# [Excerpted passage]

Let’s say the media are at fault. This is never entirely wrong. Reasonableness doesn’t make anyone’s pulse race. “The president is a crypto-Muslim” has so much more zing than “the president is not a crypto-Muslim.” This is especially true if the question of religious affiliation is not of particular interest to the person making the denial. It is hard to know where to begin objecting to an agenda set by factions and interests whose conceptual universe is so alien, so opportunistically contrived.
Then again, I probably startled some here when I said, matter-of-factly, I’m a Christian. Even though I have been writing theologically influenced essays and novels for many years, I find that I startle people when I make this simple statement of fact. This is a gauge of the degree to which the right have colonized the word and also of the degree to which the center and left have capitulated, have surrendered the word and also the identity. A very close analogy is to be found in the strange history of the word “liberal,” which erstwhile liberal people use to counsel earnestly against using. Asked what enormity liberals have been guilty of that made the very word opprobrious, they have no answer. Nevertheless, this was simply not a word one used. At the same time political liberalism more or less collapsed, with consequences that persist to this day. A movement that cannot acknowledge its name cannot acknowledge its history, its philosophy, or its achievements. Those who, so to speak, subscribe to the Consumer Report of Acceptable Language and Opinion knew that both word and concept were embarrassingly passé, a gaffe that marked one out as a nonsubscriber, the sort of person who bought suboptimal appliances.

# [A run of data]

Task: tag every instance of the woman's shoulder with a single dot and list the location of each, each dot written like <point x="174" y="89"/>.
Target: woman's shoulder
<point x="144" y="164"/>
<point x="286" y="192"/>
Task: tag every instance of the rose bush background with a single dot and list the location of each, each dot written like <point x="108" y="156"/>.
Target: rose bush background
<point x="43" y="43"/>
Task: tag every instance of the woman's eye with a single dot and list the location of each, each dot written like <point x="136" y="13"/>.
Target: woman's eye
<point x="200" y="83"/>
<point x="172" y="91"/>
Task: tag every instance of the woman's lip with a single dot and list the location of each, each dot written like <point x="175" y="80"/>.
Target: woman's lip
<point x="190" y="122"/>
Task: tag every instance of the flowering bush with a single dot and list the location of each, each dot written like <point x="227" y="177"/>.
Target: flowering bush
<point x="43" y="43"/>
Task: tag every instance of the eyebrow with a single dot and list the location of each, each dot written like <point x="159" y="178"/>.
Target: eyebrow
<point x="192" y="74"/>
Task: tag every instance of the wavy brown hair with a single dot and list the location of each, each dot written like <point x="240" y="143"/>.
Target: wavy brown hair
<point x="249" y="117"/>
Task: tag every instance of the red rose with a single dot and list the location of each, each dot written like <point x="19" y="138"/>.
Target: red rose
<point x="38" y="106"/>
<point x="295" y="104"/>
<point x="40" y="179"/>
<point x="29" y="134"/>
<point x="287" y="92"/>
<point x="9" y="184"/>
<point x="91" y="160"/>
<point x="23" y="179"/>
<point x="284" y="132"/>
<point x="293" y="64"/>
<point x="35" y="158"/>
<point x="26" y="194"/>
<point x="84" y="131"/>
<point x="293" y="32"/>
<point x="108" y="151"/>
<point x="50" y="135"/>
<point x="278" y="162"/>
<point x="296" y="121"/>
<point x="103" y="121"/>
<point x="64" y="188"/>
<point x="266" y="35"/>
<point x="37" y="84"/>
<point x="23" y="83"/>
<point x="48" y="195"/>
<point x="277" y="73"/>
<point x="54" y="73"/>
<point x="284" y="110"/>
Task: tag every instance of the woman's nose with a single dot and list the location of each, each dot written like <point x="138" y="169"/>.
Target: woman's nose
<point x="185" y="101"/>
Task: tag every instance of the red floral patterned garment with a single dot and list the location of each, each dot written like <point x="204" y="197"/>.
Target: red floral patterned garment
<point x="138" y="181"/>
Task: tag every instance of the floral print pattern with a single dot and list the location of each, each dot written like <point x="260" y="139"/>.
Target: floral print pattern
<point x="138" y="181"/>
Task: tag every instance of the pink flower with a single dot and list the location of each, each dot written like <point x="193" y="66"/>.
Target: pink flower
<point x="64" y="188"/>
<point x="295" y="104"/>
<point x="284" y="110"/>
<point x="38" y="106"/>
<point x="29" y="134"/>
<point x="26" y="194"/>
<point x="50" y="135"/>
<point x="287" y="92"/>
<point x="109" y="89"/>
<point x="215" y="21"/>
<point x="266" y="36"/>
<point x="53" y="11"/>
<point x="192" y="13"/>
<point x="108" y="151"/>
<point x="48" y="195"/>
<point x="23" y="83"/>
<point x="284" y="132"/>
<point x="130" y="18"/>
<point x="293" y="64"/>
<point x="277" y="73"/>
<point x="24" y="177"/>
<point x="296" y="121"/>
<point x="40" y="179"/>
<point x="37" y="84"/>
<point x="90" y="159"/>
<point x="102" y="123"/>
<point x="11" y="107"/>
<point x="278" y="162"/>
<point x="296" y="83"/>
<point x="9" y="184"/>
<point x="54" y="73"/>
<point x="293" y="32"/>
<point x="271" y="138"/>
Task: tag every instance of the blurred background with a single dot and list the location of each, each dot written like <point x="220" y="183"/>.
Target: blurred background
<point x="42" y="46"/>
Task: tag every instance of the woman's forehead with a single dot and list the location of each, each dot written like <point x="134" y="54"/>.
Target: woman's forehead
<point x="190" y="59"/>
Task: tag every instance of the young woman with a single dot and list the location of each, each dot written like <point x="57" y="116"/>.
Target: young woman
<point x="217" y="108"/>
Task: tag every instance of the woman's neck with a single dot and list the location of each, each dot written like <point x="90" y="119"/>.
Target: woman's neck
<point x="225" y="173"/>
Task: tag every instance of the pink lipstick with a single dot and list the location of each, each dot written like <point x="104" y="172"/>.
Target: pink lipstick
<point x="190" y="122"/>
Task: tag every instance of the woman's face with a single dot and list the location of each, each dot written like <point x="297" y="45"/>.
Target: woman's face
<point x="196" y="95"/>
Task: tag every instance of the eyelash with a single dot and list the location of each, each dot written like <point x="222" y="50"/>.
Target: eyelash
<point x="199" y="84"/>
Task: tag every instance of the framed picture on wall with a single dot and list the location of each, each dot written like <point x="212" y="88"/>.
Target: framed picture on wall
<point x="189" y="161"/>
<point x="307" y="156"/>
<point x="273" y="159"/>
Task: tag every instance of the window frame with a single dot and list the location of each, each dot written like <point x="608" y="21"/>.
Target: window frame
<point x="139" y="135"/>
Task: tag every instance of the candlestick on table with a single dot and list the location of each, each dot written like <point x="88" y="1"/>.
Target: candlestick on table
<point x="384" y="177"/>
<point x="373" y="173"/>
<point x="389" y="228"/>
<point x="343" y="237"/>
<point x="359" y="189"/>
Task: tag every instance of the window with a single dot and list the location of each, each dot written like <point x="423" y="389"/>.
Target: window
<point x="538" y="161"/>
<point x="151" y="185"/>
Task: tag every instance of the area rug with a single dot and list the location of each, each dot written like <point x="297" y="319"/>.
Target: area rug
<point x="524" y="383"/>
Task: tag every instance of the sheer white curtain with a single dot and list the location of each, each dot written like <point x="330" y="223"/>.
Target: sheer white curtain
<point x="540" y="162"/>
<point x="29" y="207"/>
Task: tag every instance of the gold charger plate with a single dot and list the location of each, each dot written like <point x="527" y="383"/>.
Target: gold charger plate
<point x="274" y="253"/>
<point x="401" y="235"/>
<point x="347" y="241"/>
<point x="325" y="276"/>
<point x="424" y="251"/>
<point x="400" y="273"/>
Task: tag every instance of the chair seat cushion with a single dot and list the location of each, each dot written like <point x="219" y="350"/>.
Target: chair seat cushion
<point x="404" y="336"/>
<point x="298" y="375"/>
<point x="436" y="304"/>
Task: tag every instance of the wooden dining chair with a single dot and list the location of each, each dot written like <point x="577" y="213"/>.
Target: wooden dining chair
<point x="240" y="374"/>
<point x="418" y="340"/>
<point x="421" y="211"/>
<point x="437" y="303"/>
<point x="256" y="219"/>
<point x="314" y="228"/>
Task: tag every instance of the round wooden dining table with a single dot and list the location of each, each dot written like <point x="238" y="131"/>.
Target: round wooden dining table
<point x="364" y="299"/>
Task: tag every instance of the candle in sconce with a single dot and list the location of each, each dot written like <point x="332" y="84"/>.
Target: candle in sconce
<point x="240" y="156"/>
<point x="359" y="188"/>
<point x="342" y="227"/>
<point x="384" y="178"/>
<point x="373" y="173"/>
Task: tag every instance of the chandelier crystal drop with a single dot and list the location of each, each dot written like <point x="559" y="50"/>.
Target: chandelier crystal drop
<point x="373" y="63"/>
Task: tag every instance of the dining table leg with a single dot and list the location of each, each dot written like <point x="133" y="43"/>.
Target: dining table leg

# [Objectives]
#1 Summarize the excerpted passage in two sentences.
#2 Reproduce the part of the excerpted passage that opens with the words containing "Let’s say the" and closes with "so opportunistically contrived.".

# [Results for each task]
#1 The writer grants that the media are partly at fault, since a claim like "the president is a crypto-Muslim" has more zing than its denial, and reasonableness doesn't make anyone's pulse race. The writer also says the simple statement "I'm a Christian" startles people because the right has colonized the word while the center and left have surrendered it, much as erstwhile liberals abandoned the word "liberal," and a movement that cannot acknowledge its name cannot acknowledge its history, philosophy, or achievements.

#2
Let’s say the media are at fault. This is never entirely wrong. Reasonableness doesn’t make anyone’s pulse race. “The president is a crypto-Muslim” has so much more zing than “the president is not a crypto-Muslim.” This is especially true if the question of religious affiliation is not of particular interest to the person making the denial. It is hard to know where to begin objecting to an agenda set by factions and interests whose conceptual universe is so alien, so opportunistically contrived.